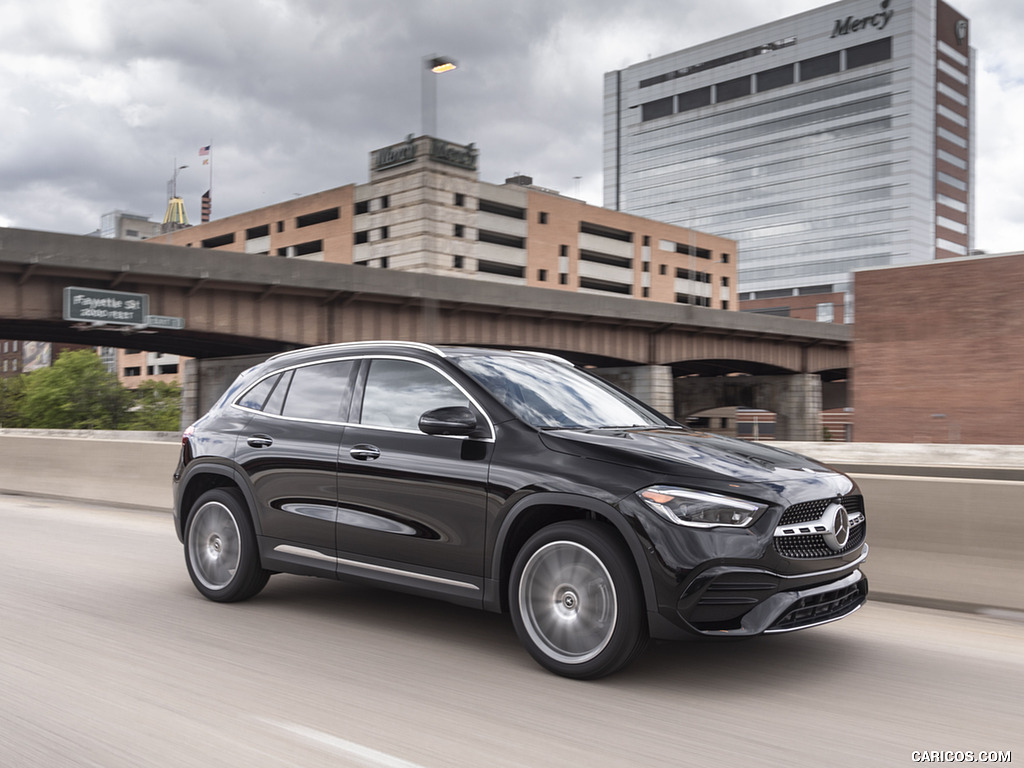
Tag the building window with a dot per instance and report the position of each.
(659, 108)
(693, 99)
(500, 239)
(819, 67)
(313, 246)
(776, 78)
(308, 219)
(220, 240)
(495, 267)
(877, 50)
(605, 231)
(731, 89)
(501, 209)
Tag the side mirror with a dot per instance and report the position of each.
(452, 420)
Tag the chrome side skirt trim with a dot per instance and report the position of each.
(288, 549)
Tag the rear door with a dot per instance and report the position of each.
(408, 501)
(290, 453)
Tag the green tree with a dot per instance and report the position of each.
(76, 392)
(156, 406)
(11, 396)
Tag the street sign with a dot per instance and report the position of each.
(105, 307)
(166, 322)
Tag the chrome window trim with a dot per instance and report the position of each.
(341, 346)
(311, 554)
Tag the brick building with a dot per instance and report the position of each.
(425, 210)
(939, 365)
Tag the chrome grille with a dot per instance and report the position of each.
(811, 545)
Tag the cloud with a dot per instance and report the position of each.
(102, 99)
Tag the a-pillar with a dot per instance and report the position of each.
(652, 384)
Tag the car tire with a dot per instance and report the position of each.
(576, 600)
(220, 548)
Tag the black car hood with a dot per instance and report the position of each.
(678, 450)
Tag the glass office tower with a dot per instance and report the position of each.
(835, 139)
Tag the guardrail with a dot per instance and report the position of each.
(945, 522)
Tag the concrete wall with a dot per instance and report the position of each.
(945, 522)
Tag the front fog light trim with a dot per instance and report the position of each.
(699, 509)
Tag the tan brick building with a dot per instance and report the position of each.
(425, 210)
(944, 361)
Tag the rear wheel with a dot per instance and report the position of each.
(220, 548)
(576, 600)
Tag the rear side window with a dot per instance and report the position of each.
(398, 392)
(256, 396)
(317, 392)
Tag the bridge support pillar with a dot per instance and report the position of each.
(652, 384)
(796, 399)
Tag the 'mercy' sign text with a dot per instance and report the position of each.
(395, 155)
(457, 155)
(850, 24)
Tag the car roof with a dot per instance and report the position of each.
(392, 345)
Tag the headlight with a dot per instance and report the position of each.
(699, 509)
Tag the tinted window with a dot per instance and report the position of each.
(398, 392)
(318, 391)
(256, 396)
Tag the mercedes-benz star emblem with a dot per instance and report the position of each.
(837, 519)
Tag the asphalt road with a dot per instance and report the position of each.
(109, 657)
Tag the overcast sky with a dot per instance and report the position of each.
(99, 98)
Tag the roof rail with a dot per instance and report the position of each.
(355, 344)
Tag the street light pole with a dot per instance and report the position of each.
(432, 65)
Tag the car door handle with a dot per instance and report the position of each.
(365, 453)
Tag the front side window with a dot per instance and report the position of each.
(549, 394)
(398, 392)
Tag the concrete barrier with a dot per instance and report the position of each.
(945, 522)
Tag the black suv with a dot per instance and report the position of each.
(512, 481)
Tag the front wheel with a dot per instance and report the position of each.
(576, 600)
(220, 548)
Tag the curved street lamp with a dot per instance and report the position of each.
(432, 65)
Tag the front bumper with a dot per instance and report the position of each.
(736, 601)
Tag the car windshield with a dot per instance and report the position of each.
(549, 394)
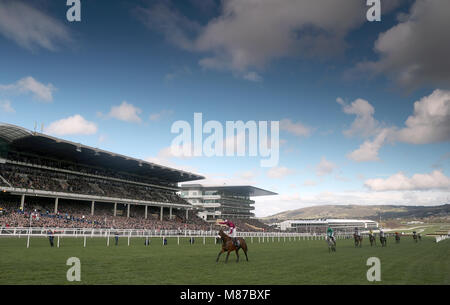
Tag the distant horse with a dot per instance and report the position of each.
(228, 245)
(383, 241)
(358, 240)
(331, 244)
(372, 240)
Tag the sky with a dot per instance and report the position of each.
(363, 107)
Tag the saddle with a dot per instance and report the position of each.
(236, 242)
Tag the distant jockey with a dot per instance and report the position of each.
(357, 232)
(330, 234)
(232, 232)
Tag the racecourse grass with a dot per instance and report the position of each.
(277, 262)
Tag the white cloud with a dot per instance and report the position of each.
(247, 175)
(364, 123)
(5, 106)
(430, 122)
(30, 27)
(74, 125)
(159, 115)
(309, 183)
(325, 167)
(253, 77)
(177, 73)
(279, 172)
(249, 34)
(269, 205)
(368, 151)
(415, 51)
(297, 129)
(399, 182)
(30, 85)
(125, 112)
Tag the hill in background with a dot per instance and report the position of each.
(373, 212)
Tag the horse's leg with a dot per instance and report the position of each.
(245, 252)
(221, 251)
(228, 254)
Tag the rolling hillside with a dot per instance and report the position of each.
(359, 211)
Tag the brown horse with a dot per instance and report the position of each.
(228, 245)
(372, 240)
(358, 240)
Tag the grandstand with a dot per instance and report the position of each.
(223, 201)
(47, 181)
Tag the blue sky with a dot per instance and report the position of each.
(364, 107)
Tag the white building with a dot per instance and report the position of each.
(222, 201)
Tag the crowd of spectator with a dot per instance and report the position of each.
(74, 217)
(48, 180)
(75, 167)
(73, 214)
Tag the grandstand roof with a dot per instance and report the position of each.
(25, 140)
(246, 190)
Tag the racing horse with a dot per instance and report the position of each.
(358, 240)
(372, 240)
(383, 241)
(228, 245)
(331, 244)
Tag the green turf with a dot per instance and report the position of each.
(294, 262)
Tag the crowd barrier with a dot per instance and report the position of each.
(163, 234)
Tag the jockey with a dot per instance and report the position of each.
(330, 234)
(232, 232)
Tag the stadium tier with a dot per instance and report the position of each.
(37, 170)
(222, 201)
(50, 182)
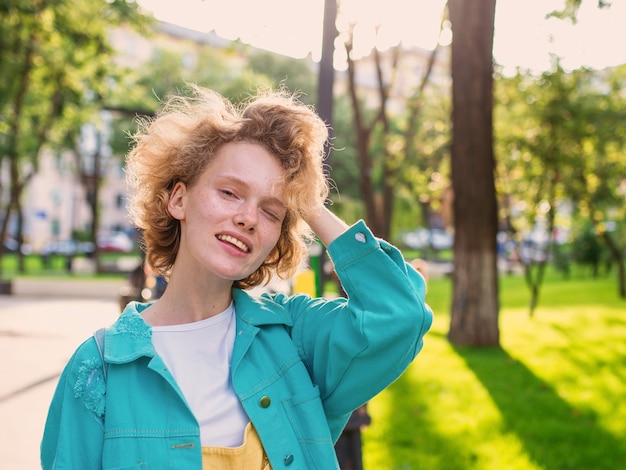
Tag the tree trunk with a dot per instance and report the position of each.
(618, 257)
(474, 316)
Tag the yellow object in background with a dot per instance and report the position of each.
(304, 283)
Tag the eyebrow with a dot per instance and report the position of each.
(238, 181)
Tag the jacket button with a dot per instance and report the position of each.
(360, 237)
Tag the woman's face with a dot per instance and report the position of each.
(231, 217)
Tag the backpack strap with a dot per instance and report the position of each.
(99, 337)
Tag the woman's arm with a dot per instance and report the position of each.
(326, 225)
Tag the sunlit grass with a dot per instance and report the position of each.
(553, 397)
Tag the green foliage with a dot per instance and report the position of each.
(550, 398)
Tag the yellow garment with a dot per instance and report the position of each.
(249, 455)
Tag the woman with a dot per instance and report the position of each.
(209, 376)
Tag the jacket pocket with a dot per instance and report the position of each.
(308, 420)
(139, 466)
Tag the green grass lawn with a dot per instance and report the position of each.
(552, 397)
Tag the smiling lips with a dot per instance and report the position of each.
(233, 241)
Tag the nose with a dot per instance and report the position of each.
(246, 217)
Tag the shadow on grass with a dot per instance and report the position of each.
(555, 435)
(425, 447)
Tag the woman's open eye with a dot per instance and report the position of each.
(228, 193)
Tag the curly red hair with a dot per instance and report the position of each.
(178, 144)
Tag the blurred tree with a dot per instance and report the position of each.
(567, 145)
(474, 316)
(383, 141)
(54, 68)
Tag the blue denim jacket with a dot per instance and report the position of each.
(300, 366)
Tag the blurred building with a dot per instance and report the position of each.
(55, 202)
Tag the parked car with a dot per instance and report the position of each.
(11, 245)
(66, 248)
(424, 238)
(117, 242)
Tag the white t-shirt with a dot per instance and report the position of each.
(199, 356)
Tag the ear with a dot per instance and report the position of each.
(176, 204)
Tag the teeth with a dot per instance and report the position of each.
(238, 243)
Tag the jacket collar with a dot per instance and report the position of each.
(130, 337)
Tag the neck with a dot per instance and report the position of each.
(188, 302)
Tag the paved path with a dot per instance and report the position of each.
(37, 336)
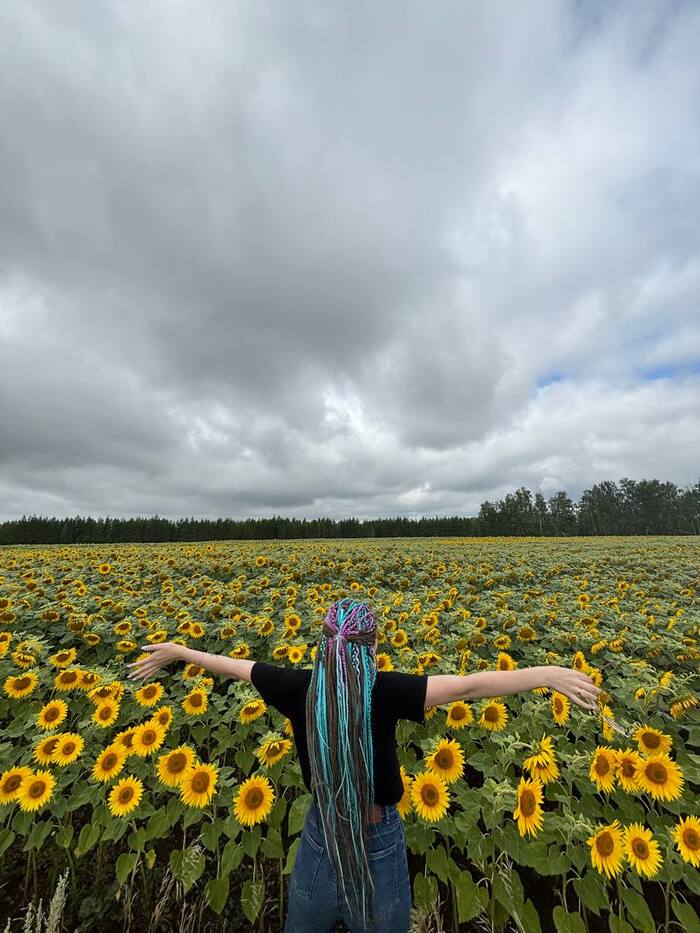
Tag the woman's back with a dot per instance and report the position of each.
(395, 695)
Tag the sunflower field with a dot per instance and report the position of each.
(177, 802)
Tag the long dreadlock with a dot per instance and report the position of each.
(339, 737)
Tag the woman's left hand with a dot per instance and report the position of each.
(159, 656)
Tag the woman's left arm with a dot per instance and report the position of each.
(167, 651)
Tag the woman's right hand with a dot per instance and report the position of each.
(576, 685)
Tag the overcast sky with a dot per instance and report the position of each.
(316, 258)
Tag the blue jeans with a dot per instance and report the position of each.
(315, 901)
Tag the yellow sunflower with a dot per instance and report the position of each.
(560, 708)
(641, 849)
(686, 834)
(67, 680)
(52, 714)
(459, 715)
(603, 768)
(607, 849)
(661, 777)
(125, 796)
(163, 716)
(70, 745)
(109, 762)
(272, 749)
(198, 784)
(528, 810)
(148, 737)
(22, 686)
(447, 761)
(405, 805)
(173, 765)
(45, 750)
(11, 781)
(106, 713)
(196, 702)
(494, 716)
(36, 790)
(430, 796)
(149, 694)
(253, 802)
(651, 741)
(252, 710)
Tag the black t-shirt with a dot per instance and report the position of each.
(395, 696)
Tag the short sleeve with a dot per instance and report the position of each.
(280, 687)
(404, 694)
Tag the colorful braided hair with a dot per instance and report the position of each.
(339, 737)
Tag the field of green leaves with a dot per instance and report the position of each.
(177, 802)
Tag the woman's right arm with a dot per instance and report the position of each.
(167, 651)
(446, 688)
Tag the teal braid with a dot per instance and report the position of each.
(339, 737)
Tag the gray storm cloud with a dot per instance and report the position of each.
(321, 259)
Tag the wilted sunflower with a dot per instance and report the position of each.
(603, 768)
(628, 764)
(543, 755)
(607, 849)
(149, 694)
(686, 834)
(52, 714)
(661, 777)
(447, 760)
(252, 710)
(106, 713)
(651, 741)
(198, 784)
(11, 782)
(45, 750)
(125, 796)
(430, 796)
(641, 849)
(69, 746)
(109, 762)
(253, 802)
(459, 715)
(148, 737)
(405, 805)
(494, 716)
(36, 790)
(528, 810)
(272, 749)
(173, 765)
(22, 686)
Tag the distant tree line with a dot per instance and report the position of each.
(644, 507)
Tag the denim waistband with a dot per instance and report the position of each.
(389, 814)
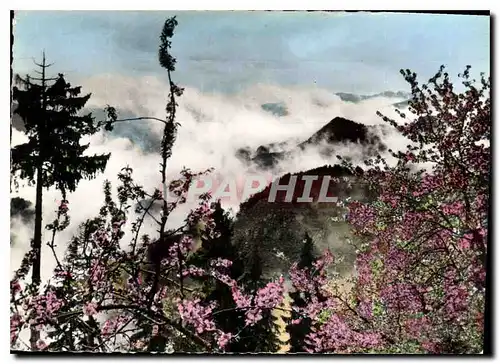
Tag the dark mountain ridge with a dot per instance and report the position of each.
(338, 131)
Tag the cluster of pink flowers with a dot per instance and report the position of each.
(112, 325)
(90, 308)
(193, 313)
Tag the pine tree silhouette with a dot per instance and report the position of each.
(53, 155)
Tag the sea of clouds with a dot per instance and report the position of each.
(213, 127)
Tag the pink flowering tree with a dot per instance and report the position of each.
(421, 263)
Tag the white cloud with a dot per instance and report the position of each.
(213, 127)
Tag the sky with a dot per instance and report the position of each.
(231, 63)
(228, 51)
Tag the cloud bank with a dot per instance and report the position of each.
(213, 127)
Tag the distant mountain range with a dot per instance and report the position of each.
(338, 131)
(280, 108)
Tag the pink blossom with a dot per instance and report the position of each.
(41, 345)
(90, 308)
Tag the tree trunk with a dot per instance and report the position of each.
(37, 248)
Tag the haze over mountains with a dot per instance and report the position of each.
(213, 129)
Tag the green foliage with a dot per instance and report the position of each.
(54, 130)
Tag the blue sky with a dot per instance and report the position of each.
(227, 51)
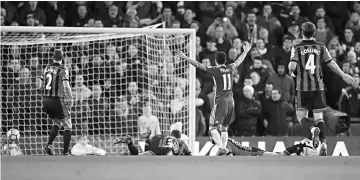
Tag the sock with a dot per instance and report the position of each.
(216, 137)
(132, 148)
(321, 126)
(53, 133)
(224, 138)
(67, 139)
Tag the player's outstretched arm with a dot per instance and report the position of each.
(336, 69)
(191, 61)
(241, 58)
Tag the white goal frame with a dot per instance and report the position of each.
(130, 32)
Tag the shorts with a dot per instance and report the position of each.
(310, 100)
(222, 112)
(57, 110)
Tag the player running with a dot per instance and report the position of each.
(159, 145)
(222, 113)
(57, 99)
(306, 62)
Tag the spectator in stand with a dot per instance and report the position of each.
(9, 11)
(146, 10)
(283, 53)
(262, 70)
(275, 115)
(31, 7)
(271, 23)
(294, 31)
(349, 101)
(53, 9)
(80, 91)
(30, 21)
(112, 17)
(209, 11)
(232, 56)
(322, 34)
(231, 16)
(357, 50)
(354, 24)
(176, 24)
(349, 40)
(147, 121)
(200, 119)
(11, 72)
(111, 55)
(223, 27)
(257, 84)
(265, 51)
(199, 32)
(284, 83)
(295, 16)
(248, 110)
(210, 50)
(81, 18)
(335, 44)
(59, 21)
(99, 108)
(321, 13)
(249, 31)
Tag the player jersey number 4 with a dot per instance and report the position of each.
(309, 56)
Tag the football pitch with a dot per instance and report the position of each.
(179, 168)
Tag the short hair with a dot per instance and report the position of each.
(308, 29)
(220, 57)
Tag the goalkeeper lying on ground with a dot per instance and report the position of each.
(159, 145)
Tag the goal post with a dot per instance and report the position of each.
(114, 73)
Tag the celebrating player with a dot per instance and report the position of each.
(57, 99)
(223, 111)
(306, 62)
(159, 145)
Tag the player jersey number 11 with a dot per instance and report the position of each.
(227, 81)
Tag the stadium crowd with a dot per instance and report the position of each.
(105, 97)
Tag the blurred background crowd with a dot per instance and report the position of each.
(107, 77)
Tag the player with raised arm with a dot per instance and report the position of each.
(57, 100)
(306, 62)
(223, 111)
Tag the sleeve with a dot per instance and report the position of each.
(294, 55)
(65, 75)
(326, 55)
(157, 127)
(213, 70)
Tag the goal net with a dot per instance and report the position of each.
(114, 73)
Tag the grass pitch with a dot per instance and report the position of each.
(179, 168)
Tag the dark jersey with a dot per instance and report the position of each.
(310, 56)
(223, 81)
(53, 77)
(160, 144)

******

## Goal
Reproduce only those lines of the entries above that run from the line with "Tag the football" to the final line.

## Correct output
Tag the football pitch with a dot per instance and report the position of each.
(179, 168)
Tag the short hair with a dot per instance and report the position of each.
(308, 29)
(220, 57)
Tag the goalkeeper lying on ground with a dot per instance and report the position of each.
(159, 145)
Tag the goal post with a dot per instance and report the position of each.
(114, 73)
Tag the celebrating player with a dot per instance and report the position of each.
(57, 99)
(223, 111)
(306, 62)
(159, 145)
Tag the player jersey number 11 with a dot per instance and report the position of each.
(227, 81)
Tag the stadium crowd with a dot per instance and report the position of each.
(105, 97)
Tag the blurred background crowd with a dot per instance and report the position of each.
(107, 77)
Tag the player with raised arm with a dot per instance and report the position of each.
(57, 100)
(306, 62)
(223, 111)
Tag the sleeve with a dot per instance and report the position of each.
(294, 55)
(65, 75)
(326, 55)
(157, 127)
(213, 70)
Tag the goal net with a dot per instance and report the position of each.
(114, 73)
Tag the grass pitch with a dot per instance and report the position of each.
(179, 168)
Tag the dark jersey with a dot per instance and report the position of each.
(310, 56)
(223, 81)
(53, 77)
(160, 144)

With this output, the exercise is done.